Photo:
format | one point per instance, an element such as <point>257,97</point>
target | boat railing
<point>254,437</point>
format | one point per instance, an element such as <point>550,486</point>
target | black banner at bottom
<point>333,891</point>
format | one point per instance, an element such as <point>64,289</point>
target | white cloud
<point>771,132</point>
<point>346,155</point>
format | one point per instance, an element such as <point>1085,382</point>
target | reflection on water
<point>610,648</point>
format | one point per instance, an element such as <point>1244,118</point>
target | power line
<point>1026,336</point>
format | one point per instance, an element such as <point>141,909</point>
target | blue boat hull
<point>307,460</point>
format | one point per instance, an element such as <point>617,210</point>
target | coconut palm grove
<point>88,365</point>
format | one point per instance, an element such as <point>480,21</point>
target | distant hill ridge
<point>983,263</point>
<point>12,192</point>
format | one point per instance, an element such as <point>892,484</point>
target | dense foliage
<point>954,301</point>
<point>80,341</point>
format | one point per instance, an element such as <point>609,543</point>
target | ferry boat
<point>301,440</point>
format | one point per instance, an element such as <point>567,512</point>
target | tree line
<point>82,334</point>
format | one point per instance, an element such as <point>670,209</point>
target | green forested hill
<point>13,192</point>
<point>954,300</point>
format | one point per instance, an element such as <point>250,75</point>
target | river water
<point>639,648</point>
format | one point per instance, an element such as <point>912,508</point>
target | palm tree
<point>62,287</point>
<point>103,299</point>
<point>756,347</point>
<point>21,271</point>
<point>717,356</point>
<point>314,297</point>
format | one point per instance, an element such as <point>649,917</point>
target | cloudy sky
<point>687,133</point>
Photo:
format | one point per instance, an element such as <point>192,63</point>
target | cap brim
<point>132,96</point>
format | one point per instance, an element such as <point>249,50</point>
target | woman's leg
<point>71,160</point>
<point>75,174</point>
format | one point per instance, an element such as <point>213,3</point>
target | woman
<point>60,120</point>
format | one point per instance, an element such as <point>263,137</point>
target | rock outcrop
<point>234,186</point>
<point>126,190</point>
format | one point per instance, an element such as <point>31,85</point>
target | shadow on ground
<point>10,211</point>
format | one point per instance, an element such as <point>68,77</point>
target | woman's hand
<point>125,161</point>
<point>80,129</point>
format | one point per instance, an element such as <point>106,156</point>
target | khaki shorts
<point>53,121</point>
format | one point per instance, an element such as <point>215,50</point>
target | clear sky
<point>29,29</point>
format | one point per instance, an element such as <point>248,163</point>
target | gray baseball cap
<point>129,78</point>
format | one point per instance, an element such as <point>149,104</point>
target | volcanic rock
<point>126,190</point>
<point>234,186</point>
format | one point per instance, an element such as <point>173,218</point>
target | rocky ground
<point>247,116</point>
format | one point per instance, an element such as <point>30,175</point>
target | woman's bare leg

*Exercise prompt*
Rewrite the lines from the one containing "such as <point>30,175</point>" through the last line above, putting "lower leg" in place of "bare leg" and leaving all else unchanged.

*Output for this exercise*
format | one point per instance, an element such as <point>30,175</point>
target | woman's lower leg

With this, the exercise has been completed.